[DOCUMENT TEXT]
Could their be a more exciting way to kick off my new collaboration with the Astro Babes than to bring you photos of an actual piece of Mars?!
On Sept. 24, I accompanied the Astro Babes to a lecture in Madison that was part of the “Biosignatures: What Does Life Leave Behind?” exhibit that hopes to excite public curiosity about astrobiology research at UW-Madison. A presentation entitled “How to build an Astrobiology Exhibit in 1,272 Easy Steps” was followed by a reception in the museum that not only featured a piece of Mars, but a rare opportunity to hold a piece of it in your hands.
The main attraction for this event was a viewed fall of the Tissint meteorite that is thought to have broken off the Red Planet around 700,000 years ago and witnessed landing in Morocco in 2011.
The collector that sold this piece to the museum also lent a piece to the museum that lecture attendees could hold in their hand. Unlike most meteorites found on Earth, this piece was very light and had no real fusion crust. It was identified Martian by testing the “atmosphere” that was trapped inside air pockets in the rock.
NASA funds the Wisconsin Astrobiology Research Consortium and other teams to develop new tools and methods for detecting evidence of past life on Earth. This research will then help scientists recognize signs of life in other places such as Mars or Titan because we won’t find any dinosaur bones there.
Martian rocks are a rarity here on Earth today, but I plan to personally bring back many more rocks for research on my first round-trip mission to Mars.
[/DOCUMENT TEXT]
SET OF TASKS |
1. List every organization or group named in the post about the Mars meteorite.
2. Using the post about the Mars meteorite, answer:
(a) In what year and in what country was the Tissint meteorite seen landing?
(b) How was the piece identified as Martian?
(c) What two places does the post name where the research should help scientists recognize signs of life?
[GIVEN RECORDS]
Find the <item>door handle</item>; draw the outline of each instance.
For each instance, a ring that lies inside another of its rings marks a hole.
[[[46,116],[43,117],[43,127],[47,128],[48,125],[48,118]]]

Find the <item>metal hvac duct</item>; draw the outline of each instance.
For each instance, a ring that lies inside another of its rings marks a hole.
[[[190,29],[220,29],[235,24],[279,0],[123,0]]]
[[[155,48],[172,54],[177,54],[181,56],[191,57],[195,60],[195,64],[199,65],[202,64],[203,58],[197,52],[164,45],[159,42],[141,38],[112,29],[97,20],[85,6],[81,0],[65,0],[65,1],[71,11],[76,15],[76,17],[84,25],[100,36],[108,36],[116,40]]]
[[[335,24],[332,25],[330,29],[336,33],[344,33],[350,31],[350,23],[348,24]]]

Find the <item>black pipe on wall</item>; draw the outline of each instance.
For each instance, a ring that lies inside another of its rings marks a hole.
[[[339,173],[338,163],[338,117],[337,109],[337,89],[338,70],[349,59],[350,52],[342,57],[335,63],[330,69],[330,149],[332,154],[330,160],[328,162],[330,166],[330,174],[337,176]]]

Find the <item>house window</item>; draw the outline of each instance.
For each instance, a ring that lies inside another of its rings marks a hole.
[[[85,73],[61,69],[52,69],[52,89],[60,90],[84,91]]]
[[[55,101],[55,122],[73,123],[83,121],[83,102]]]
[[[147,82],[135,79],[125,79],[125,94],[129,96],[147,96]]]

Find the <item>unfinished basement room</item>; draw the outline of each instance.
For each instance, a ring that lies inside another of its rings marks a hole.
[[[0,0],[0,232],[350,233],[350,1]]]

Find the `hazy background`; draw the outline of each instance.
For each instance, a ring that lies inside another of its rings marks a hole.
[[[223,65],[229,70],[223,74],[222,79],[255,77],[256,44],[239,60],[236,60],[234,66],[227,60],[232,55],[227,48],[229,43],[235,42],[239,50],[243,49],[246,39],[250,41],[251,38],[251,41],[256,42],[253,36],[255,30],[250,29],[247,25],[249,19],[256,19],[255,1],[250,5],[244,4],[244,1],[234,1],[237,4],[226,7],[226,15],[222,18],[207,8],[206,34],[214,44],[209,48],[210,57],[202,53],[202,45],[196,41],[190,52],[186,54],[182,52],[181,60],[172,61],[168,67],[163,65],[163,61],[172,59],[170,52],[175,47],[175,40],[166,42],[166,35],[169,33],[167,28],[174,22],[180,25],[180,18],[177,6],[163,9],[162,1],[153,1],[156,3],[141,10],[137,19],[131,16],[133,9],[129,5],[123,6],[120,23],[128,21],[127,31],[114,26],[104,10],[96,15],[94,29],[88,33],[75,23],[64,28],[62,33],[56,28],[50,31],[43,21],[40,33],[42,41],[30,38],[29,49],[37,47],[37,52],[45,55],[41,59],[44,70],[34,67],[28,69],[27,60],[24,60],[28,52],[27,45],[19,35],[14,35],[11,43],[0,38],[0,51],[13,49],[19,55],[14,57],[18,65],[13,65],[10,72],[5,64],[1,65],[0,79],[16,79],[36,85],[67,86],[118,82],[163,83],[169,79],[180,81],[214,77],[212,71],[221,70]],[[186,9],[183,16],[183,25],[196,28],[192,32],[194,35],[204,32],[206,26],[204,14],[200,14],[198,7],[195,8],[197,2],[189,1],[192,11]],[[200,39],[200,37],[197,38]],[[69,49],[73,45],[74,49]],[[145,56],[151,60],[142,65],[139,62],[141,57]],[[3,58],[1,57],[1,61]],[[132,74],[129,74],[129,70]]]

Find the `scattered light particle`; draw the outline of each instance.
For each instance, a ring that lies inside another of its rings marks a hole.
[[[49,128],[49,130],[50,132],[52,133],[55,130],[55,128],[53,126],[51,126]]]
[/GIVEN RECORDS]
PROBLEM SOLUTIONS |
1.
Astro Babes
UW-Madison
NASA
Wisconsin Astrobiology Research Consortium

2.
(a) 2011, in Morocco.
(b) By testing the "atmosphere" trapped inside air pockets in the rock.
(c) Mars and Titan.